━━━━━ Given entries ━━━━━

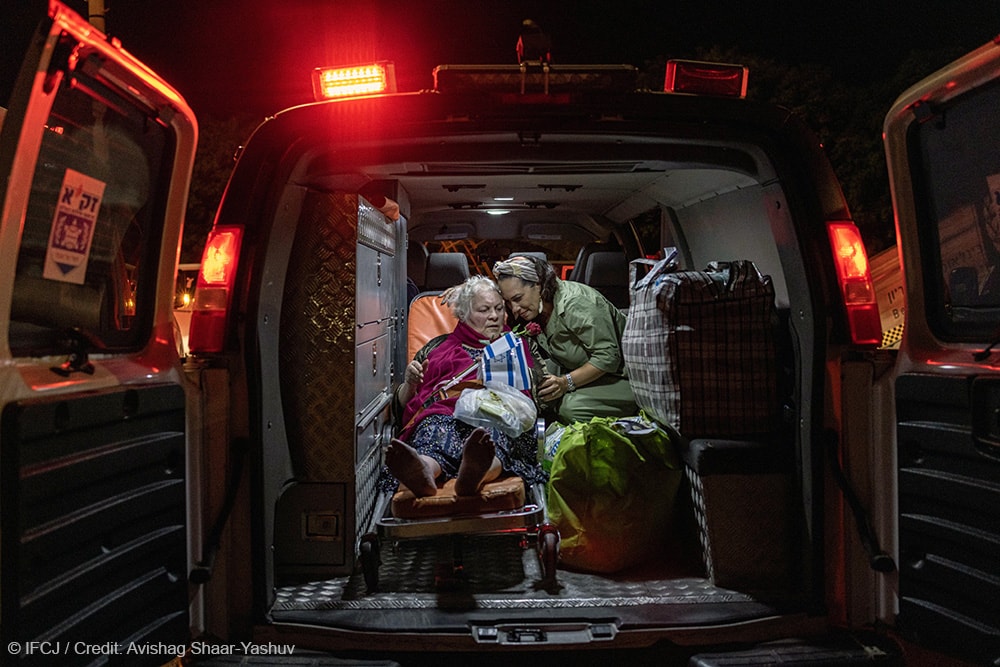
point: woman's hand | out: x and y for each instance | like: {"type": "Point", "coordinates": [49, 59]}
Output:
{"type": "Point", "coordinates": [556, 386]}
{"type": "Point", "coordinates": [413, 376]}
{"type": "Point", "coordinates": [553, 387]}
{"type": "Point", "coordinates": [414, 373]}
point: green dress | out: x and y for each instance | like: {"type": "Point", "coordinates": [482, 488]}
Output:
{"type": "Point", "coordinates": [584, 326]}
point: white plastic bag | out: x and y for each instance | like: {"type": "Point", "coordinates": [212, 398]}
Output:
{"type": "Point", "coordinates": [497, 405]}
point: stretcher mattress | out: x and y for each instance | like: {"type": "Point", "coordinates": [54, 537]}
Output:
{"type": "Point", "coordinates": [501, 495]}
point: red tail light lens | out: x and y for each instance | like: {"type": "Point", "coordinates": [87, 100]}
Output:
{"type": "Point", "coordinates": [701, 78]}
{"type": "Point", "coordinates": [214, 291]}
{"type": "Point", "coordinates": [855, 281]}
{"type": "Point", "coordinates": [371, 79]}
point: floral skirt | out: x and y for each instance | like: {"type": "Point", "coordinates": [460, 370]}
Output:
{"type": "Point", "coordinates": [442, 437]}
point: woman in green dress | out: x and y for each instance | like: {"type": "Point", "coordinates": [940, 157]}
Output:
{"type": "Point", "coordinates": [581, 333]}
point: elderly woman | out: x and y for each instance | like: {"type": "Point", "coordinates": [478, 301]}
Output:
{"type": "Point", "coordinates": [581, 333]}
{"type": "Point", "coordinates": [433, 444]}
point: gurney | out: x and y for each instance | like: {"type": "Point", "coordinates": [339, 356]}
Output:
{"type": "Point", "coordinates": [504, 506]}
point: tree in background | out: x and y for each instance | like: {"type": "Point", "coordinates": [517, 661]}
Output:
{"type": "Point", "coordinates": [219, 141]}
{"type": "Point", "coordinates": [846, 116]}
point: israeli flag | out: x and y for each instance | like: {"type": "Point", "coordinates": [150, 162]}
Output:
{"type": "Point", "coordinates": [504, 361]}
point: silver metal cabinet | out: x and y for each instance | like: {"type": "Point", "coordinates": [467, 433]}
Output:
{"type": "Point", "coordinates": [340, 322]}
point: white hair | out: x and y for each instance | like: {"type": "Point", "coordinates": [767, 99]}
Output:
{"type": "Point", "coordinates": [459, 298]}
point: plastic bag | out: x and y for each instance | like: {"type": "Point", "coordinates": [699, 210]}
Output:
{"type": "Point", "coordinates": [497, 405]}
{"type": "Point", "coordinates": [612, 491]}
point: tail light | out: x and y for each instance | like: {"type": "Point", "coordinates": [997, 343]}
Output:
{"type": "Point", "coordinates": [701, 78]}
{"type": "Point", "coordinates": [214, 290]}
{"type": "Point", "coordinates": [371, 79]}
{"type": "Point", "coordinates": [856, 285]}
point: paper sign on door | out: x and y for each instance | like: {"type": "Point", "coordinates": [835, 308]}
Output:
{"type": "Point", "coordinates": [73, 228]}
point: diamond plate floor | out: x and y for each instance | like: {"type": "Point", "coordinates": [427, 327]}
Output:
{"type": "Point", "coordinates": [497, 573]}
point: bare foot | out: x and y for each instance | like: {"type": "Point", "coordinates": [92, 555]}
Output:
{"type": "Point", "coordinates": [409, 468]}
{"type": "Point", "coordinates": [477, 459]}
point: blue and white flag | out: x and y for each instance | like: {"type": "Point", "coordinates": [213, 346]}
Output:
{"type": "Point", "coordinates": [504, 361]}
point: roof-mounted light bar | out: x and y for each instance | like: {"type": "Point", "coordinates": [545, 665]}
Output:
{"type": "Point", "coordinates": [704, 78]}
{"type": "Point", "coordinates": [331, 83]}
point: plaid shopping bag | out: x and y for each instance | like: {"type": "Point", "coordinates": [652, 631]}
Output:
{"type": "Point", "coordinates": [700, 348]}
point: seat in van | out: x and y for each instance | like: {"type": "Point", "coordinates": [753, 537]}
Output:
{"type": "Point", "coordinates": [416, 263]}
{"type": "Point", "coordinates": [445, 269]}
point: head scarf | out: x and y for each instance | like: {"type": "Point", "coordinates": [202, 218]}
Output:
{"type": "Point", "coordinates": [518, 267]}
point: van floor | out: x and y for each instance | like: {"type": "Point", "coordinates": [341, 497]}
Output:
{"type": "Point", "coordinates": [425, 588]}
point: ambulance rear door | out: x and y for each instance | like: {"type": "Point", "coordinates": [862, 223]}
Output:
{"type": "Point", "coordinates": [942, 140]}
{"type": "Point", "coordinates": [95, 154]}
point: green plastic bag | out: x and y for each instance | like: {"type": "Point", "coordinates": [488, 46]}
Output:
{"type": "Point", "coordinates": [611, 493]}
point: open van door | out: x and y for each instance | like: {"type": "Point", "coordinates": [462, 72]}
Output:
{"type": "Point", "coordinates": [95, 155]}
{"type": "Point", "coordinates": [941, 144]}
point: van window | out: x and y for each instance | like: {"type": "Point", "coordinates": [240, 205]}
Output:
{"type": "Point", "coordinates": [960, 214]}
{"type": "Point", "coordinates": [90, 244]}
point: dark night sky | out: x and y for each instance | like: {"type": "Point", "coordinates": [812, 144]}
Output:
{"type": "Point", "coordinates": [232, 55]}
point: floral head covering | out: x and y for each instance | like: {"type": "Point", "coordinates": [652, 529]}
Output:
{"type": "Point", "coordinates": [518, 267]}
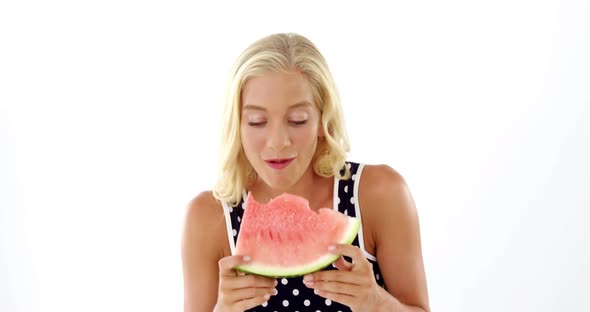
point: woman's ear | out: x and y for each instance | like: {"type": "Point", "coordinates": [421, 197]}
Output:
{"type": "Point", "coordinates": [321, 132]}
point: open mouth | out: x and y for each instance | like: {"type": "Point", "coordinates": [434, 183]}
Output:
{"type": "Point", "coordinates": [279, 163]}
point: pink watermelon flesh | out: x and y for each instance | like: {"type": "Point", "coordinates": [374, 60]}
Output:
{"type": "Point", "coordinates": [286, 238]}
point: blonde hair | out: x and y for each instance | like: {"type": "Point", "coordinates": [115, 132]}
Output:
{"type": "Point", "coordinates": [280, 53]}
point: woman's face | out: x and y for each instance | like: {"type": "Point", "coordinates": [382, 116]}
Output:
{"type": "Point", "coordinates": [280, 125]}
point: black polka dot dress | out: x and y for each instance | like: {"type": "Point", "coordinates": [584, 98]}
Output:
{"type": "Point", "coordinates": [293, 295]}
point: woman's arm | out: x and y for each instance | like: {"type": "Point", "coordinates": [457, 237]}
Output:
{"type": "Point", "coordinates": [203, 239]}
{"type": "Point", "coordinates": [389, 211]}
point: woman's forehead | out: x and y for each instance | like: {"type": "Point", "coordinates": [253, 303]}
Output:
{"type": "Point", "coordinates": [285, 89]}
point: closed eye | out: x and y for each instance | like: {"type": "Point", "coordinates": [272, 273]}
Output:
{"type": "Point", "coordinates": [256, 124]}
{"type": "Point", "coordinates": [299, 122]}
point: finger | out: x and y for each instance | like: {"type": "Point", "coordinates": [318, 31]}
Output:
{"type": "Point", "coordinates": [354, 278]}
{"type": "Point", "coordinates": [358, 259]}
{"type": "Point", "coordinates": [249, 281]}
{"type": "Point", "coordinates": [249, 293]}
{"type": "Point", "coordinates": [346, 300]}
{"type": "Point", "coordinates": [342, 264]}
{"type": "Point", "coordinates": [227, 264]}
{"type": "Point", "coordinates": [251, 303]}
{"type": "Point", "coordinates": [337, 287]}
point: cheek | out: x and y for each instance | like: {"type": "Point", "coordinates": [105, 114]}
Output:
{"type": "Point", "coordinates": [252, 139]}
{"type": "Point", "coordinates": [304, 138]}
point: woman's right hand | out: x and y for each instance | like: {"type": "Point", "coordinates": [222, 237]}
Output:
{"type": "Point", "coordinates": [238, 291]}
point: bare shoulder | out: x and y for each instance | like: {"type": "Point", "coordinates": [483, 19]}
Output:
{"type": "Point", "coordinates": [204, 243]}
{"type": "Point", "coordinates": [386, 202]}
{"type": "Point", "coordinates": [204, 210]}
{"type": "Point", "coordinates": [382, 186]}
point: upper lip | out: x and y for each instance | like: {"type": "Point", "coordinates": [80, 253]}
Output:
{"type": "Point", "coordinates": [279, 159]}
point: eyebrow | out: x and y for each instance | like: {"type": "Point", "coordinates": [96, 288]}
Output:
{"type": "Point", "coordinates": [256, 107]}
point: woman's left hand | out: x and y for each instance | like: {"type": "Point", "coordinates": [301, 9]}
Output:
{"type": "Point", "coordinates": [353, 284]}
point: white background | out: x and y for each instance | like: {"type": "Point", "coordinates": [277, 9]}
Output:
{"type": "Point", "coordinates": [108, 126]}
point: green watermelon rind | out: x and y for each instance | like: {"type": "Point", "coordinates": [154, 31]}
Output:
{"type": "Point", "coordinates": [354, 225]}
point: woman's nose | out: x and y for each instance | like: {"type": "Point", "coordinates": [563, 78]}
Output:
{"type": "Point", "coordinates": [278, 138]}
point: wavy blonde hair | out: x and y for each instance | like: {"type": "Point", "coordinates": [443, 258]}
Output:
{"type": "Point", "coordinates": [280, 53]}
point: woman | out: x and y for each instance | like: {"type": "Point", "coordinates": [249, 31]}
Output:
{"type": "Point", "coordinates": [283, 132]}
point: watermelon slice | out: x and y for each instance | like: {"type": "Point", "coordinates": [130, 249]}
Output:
{"type": "Point", "coordinates": [285, 238]}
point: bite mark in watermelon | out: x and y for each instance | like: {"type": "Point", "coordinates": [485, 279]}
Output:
{"type": "Point", "coordinates": [285, 238]}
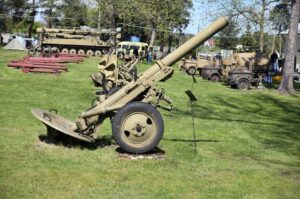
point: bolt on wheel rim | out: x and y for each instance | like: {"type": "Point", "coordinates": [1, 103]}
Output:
{"type": "Point", "coordinates": [138, 129]}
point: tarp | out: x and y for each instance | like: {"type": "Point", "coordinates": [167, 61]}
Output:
{"type": "Point", "coordinates": [16, 44]}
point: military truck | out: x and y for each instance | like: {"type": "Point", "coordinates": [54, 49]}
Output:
{"type": "Point", "coordinates": [76, 41]}
{"type": "Point", "coordinates": [137, 125]}
{"type": "Point", "coordinates": [127, 48]}
{"type": "Point", "coordinates": [242, 78]}
{"type": "Point", "coordinates": [206, 69]}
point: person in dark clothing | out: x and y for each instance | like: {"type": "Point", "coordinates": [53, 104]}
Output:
{"type": "Point", "coordinates": [136, 53]}
{"type": "Point", "coordinates": [274, 62]}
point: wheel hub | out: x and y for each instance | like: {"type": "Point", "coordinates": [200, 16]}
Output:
{"type": "Point", "coordinates": [139, 130]}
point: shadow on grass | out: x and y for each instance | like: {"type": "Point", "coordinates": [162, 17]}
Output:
{"type": "Point", "coordinates": [71, 142]}
{"type": "Point", "coordinates": [154, 154]}
{"type": "Point", "coordinates": [188, 140]}
{"type": "Point", "coordinates": [154, 151]}
{"type": "Point", "coordinates": [273, 122]}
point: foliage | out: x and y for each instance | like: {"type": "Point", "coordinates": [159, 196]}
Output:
{"type": "Point", "coordinates": [74, 13]}
{"type": "Point", "coordinates": [228, 37]}
{"type": "Point", "coordinates": [50, 11]}
{"type": "Point", "coordinates": [247, 142]}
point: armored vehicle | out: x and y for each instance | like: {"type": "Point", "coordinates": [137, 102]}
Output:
{"type": "Point", "coordinates": [137, 125]}
{"type": "Point", "coordinates": [242, 78]}
{"type": "Point", "coordinates": [76, 41]}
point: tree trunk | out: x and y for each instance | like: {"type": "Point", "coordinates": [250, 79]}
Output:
{"type": "Point", "coordinates": [32, 15]}
{"type": "Point", "coordinates": [153, 32]}
{"type": "Point", "coordinates": [261, 26]}
{"type": "Point", "coordinates": [162, 41]}
{"type": "Point", "coordinates": [99, 15]}
{"type": "Point", "coordinates": [170, 39]}
{"type": "Point", "coordinates": [286, 85]}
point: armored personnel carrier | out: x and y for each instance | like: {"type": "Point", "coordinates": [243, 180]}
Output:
{"type": "Point", "coordinates": [76, 41]}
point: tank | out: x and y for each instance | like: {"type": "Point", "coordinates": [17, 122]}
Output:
{"type": "Point", "coordinates": [76, 41]}
{"type": "Point", "coordinates": [137, 125]}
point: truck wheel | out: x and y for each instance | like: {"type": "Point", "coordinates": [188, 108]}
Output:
{"type": "Point", "coordinates": [215, 78]}
{"type": "Point", "coordinates": [90, 52]}
{"type": "Point", "coordinates": [54, 50]}
{"type": "Point", "coordinates": [65, 50]}
{"type": "Point", "coordinates": [80, 52]}
{"type": "Point", "coordinates": [191, 71]}
{"type": "Point", "coordinates": [137, 127]}
{"type": "Point", "coordinates": [73, 51]}
{"type": "Point", "coordinates": [120, 55]}
{"type": "Point", "coordinates": [243, 84]}
{"type": "Point", "coordinates": [98, 53]}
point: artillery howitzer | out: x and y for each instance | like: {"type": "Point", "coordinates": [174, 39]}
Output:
{"type": "Point", "coordinates": [137, 126]}
{"type": "Point", "coordinates": [113, 74]}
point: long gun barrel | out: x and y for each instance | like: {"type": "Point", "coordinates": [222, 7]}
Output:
{"type": "Point", "coordinates": [137, 125]}
{"type": "Point", "coordinates": [195, 41]}
{"type": "Point", "coordinates": [157, 72]}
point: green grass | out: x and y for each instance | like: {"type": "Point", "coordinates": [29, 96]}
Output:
{"type": "Point", "coordinates": [248, 142]}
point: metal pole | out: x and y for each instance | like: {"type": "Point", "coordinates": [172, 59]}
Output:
{"type": "Point", "coordinates": [99, 15]}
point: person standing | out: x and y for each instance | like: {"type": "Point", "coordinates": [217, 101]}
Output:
{"type": "Point", "coordinates": [149, 57]}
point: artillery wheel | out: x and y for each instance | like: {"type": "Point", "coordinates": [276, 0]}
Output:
{"type": "Point", "coordinates": [215, 78]}
{"type": "Point", "coordinates": [104, 51]}
{"type": "Point", "coordinates": [72, 51]}
{"type": "Point", "coordinates": [191, 71]}
{"type": "Point", "coordinates": [138, 127]}
{"type": "Point", "coordinates": [54, 50]}
{"type": "Point", "coordinates": [107, 84]}
{"type": "Point", "coordinates": [65, 50]}
{"type": "Point", "coordinates": [243, 84]}
{"type": "Point", "coordinates": [98, 53]}
{"type": "Point", "coordinates": [80, 52]}
{"type": "Point", "coordinates": [120, 55]}
{"type": "Point", "coordinates": [90, 52]}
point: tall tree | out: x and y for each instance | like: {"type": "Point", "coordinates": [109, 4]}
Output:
{"type": "Point", "coordinates": [32, 16]}
{"type": "Point", "coordinates": [286, 85]}
{"type": "Point", "coordinates": [254, 12]}
{"type": "Point", "coordinates": [50, 10]}
{"type": "Point", "coordinates": [228, 37]}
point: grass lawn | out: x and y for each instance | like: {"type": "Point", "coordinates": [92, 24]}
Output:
{"type": "Point", "coordinates": [248, 142]}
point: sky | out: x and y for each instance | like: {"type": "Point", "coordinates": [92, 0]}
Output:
{"type": "Point", "coordinates": [198, 18]}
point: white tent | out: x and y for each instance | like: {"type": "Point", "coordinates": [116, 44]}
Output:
{"type": "Point", "coordinates": [6, 37]}
{"type": "Point", "coordinates": [16, 44]}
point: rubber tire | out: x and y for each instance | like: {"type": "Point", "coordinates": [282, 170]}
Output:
{"type": "Point", "coordinates": [137, 107]}
{"type": "Point", "coordinates": [192, 71]}
{"type": "Point", "coordinates": [98, 53]}
{"type": "Point", "coordinates": [104, 84]}
{"type": "Point", "coordinates": [243, 84]}
{"type": "Point", "coordinates": [65, 50]}
{"type": "Point", "coordinates": [120, 55]}
{"type": "Point", "coordinates": [90, 52]}
{"type": "Point", "coordinates": [81, 52]}
{"type": "Point", "coordinates": [73, 51]}
{"type": "Point", "coordinates": [133, 73]}
{"type": "Point", "coordinates": [215, 78]}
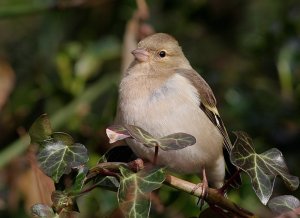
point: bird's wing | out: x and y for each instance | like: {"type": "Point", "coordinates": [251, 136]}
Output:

━━━━━

» **Problem**
Omit the pictures and retype exactly the lines from the one with "point: tall tree" through the final line, both ends included.

» **The reply**
point: tall tree | out: x and y for each instance | like: {"type": "Point", "coordinates": [109, 4]}
Output:
{"type": "Point", "coordinates": [32, 16]}
{"type": "Point", "coordinates": [286, 85]}
{"type": "Point", "coordinates": [254, 12]}
{"type": "Point", "coordinates": [50, 10]}
{"type": "Point", "coordinates": [228, 37]}
point: grass lawn | out: x and y for each instance | like: {"type": "Point", "coordinates": [92, 24]}
Output:
{"type": "Point", "coordinates": [248, 142]}
point: sky | out: x and y for each instance | like: {"type": "Point", "coordinates": [92, 0]}
Output:
{"type": "Point", "coordinates": [198, 18]}
point: white tent | out: x and y for each instance | like: {"type": "Point", "coordinates": [116, 44]}
Output:
{"type": "Point", "coordinates": [6, 37]}
{"type": "Point", "coordinates": [16, 44]}
point: rubber tire | out: x and y for each instance | like: {"type": "Point", "coordinates": [282, 170]}
Output:
{"type": "Point", "coordinates": [137, 107]}
{"type": "Point", "coordinates": [192, 71]}
{"type": "Point", "coordinates": [98, 53]}
{"type": "Point", "coordinates": [104, 84]}
{"type": "Point", "coordinates": [243, 84]}
{"type": "Point", "coordinates": [65, 50]}
{"type": "Point", "coordinates": [120, 55]}
{"type": "Point", "coordinates": [90, 52]}
{"type": "Point", "coordinates": [81, 52]}
{"type": "Point", "coordinates": [73, 51]}
{"type": "Point", "coordinates": [133, 73]}
{"type": "Point", "coordinates": [215, 78]}
point: bird's wing | out: x and y for each instance | like: {"type": "Point", "coordinates": [251, 136]}
Output:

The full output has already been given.